Problem description: List every line of the items below that contains the string "towel". Letter case matters.

Entries shown:
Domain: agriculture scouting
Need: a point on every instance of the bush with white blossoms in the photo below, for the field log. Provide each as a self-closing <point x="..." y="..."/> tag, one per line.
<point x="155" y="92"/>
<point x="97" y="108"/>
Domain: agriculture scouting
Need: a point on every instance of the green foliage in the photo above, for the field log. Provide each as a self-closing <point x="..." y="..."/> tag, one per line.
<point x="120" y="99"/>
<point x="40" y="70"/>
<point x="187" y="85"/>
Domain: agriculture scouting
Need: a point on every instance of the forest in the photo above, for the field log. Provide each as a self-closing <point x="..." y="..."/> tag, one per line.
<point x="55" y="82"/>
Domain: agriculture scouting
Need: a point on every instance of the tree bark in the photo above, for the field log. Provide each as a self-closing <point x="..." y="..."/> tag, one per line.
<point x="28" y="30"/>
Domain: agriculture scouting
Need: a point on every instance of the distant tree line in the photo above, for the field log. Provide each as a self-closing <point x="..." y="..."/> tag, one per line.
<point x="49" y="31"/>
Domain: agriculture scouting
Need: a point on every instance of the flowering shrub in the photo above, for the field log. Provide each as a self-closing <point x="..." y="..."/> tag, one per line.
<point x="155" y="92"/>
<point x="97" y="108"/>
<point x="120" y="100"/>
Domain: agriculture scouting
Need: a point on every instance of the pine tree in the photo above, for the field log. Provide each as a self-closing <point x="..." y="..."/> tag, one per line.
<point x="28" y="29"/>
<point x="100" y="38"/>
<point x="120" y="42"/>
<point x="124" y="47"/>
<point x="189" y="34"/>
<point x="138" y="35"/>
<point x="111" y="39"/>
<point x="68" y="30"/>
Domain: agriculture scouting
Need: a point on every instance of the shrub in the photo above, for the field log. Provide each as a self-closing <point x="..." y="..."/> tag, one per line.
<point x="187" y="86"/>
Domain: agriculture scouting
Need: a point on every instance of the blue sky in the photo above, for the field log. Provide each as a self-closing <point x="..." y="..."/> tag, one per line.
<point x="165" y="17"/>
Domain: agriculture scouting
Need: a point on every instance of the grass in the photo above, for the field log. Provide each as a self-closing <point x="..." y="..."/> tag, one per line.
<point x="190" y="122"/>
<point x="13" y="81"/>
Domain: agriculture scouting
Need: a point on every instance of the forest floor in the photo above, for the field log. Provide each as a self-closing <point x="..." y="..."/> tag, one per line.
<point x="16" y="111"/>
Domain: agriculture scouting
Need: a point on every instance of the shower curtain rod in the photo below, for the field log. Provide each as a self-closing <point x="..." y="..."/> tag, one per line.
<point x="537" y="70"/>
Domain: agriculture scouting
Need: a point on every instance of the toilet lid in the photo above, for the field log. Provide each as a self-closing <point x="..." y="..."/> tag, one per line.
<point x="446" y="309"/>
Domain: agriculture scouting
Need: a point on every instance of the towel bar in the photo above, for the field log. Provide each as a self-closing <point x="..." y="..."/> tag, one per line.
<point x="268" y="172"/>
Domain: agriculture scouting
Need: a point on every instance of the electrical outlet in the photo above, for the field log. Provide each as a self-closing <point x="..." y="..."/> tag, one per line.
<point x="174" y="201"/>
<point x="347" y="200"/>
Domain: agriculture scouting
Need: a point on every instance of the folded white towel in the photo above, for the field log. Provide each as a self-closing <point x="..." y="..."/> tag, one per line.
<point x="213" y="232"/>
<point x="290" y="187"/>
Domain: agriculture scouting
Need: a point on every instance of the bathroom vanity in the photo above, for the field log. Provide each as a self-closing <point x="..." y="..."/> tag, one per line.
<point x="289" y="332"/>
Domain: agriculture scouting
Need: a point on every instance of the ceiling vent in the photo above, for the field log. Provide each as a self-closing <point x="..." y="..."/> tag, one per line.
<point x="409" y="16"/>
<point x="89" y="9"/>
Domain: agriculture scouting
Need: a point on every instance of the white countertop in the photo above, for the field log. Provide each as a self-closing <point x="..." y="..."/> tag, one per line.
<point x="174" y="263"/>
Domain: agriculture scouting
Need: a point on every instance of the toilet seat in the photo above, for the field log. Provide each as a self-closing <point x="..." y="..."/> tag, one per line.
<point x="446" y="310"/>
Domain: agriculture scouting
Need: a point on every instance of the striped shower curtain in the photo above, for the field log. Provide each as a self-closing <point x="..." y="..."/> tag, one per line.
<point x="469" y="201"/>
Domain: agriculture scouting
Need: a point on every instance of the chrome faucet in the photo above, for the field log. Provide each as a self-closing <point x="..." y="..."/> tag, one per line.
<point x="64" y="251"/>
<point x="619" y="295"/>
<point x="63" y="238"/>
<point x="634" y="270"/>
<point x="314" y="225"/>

Answer to the problem:
Need: a point on every instance of the towel bar in the photo above, for the field log. Provide each as a self-closing <point x="..." y="..."/> tag, one per line.
Need: a point on every instance of the folded white towel in the photo above, for the field log. Provide each as a self-closing <point x="..." y="..."/> tag, one per line.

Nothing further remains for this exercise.